Please reproduce exactly the line that contains "306L0 352L4 480H640L629" and every line after it through the end of the records below, adding nothing else.

Stored data
· · · ·
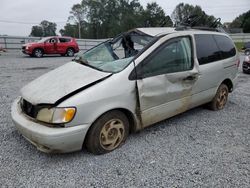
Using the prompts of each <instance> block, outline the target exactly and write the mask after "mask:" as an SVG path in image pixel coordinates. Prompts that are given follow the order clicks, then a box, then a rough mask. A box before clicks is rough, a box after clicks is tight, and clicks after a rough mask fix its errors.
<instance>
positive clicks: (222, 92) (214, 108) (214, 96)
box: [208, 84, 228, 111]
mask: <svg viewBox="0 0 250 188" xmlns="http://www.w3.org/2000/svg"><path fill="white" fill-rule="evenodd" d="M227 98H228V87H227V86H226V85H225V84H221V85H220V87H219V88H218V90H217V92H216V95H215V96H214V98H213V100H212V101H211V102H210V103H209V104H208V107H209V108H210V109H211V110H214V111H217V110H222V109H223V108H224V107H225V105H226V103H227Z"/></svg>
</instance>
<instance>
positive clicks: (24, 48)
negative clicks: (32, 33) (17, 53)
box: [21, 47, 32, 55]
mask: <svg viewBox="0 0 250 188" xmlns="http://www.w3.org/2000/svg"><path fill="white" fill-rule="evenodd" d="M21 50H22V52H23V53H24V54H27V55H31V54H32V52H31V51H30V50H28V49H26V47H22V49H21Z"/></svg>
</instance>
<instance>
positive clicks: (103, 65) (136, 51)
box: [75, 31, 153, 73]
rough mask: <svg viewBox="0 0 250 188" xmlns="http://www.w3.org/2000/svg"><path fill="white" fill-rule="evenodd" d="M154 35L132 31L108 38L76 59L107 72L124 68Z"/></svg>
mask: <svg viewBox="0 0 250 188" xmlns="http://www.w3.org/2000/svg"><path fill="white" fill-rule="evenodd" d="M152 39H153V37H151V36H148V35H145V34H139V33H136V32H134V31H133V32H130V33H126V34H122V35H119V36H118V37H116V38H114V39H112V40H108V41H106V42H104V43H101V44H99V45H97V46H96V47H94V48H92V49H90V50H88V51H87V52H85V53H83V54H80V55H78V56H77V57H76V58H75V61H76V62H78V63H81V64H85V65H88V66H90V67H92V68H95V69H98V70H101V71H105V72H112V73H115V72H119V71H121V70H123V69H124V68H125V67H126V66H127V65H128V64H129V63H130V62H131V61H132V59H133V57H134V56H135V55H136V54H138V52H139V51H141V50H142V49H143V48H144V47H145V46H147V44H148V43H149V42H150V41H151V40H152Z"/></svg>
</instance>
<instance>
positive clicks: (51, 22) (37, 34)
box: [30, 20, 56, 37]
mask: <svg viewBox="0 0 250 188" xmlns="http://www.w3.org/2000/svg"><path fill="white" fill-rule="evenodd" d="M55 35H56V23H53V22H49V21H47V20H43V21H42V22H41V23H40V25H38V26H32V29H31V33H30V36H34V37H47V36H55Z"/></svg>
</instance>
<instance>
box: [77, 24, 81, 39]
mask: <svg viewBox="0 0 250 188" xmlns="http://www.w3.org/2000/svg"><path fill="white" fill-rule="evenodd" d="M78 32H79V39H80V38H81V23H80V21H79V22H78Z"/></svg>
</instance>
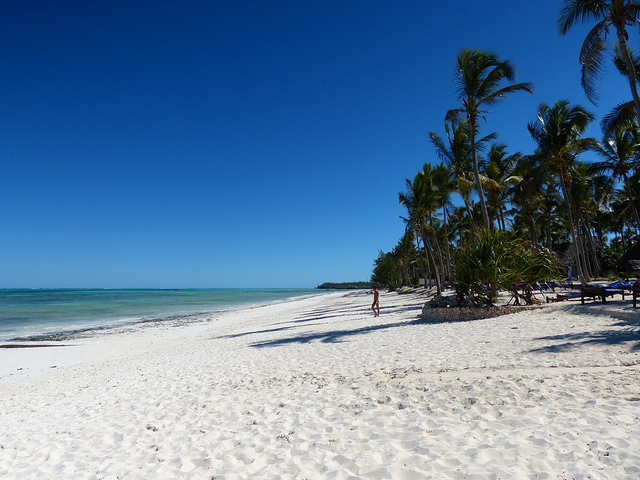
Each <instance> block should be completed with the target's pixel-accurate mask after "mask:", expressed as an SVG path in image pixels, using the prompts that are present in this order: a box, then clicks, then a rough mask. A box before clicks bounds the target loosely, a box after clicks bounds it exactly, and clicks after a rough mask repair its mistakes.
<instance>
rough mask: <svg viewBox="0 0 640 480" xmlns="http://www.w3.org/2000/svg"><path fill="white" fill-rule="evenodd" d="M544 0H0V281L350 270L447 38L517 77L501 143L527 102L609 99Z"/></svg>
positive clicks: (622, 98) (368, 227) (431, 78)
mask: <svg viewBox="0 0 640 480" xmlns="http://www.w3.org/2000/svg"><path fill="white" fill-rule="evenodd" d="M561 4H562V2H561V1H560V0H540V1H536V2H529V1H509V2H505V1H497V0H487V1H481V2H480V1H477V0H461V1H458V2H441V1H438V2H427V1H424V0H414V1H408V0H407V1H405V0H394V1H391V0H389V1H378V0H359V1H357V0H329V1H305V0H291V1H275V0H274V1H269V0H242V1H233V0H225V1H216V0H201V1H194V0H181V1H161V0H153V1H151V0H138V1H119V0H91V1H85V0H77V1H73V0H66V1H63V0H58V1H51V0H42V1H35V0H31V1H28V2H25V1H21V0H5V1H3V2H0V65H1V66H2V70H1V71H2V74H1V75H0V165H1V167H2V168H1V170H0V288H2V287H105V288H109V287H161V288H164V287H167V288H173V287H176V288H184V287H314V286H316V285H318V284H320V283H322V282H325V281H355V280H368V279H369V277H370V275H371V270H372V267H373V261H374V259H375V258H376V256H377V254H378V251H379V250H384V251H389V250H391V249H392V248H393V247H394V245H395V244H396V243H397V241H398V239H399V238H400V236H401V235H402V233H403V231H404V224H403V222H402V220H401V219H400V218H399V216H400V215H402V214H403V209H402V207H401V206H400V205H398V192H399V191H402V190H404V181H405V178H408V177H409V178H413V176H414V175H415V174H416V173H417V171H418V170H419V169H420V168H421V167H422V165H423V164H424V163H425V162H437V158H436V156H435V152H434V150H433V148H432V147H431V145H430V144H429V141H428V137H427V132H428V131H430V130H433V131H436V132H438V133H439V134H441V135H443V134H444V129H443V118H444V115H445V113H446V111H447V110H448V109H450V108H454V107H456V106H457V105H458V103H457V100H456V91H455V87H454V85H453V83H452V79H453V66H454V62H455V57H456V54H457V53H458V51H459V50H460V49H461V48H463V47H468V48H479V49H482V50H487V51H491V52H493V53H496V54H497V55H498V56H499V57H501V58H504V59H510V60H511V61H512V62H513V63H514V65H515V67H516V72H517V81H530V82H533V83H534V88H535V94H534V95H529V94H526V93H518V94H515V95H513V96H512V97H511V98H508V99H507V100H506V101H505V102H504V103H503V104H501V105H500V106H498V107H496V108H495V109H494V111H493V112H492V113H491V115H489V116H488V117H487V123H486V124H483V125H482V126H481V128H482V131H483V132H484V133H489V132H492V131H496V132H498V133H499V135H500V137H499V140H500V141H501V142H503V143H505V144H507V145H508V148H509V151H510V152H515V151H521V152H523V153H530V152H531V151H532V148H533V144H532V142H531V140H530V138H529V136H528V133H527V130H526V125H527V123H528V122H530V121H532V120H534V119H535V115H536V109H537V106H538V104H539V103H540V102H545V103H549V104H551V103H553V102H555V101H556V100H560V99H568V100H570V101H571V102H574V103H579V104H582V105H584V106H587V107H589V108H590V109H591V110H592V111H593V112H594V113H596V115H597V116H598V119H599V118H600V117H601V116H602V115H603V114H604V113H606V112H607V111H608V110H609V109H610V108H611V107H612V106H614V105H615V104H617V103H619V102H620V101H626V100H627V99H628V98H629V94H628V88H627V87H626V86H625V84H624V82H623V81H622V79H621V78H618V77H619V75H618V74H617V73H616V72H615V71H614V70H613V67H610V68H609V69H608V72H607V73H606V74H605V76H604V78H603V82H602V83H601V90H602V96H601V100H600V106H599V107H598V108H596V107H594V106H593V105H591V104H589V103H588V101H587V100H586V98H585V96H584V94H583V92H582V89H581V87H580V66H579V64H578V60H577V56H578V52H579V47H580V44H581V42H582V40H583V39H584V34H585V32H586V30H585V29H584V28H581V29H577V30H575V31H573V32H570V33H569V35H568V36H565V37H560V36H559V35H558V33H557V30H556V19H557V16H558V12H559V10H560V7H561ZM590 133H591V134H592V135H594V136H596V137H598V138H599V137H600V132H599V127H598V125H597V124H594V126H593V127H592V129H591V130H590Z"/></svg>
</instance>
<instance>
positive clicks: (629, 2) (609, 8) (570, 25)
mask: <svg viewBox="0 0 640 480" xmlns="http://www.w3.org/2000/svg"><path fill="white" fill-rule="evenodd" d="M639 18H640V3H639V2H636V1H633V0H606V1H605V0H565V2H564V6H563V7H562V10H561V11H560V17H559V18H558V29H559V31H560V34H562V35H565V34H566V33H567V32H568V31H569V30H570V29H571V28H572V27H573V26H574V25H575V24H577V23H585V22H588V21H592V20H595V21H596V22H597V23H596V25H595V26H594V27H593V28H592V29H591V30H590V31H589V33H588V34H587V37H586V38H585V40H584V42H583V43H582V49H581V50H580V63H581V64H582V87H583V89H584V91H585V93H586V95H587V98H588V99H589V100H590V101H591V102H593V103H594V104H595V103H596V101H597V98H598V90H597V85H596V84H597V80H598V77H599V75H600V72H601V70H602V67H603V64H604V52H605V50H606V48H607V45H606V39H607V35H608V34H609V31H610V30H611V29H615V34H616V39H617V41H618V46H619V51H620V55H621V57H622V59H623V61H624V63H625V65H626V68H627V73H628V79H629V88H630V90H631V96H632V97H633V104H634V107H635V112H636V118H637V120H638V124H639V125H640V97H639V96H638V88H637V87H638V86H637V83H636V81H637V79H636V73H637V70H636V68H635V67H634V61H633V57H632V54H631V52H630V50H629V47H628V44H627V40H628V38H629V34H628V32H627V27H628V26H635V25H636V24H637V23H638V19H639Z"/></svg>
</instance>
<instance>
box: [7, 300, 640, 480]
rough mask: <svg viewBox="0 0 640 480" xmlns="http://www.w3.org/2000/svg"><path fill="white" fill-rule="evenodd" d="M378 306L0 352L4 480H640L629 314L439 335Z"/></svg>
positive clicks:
· · · ·
## SOLUTION BELOW
rough mask: <svg viewBox="0 0 640 480" xmlns="http://www.w3.org/2000/svg"><path fill="white" fill-rule="evenodd" d="M378 306L0 352L4 480H640L629 314L439 335Z"/></svg>
positive clicks:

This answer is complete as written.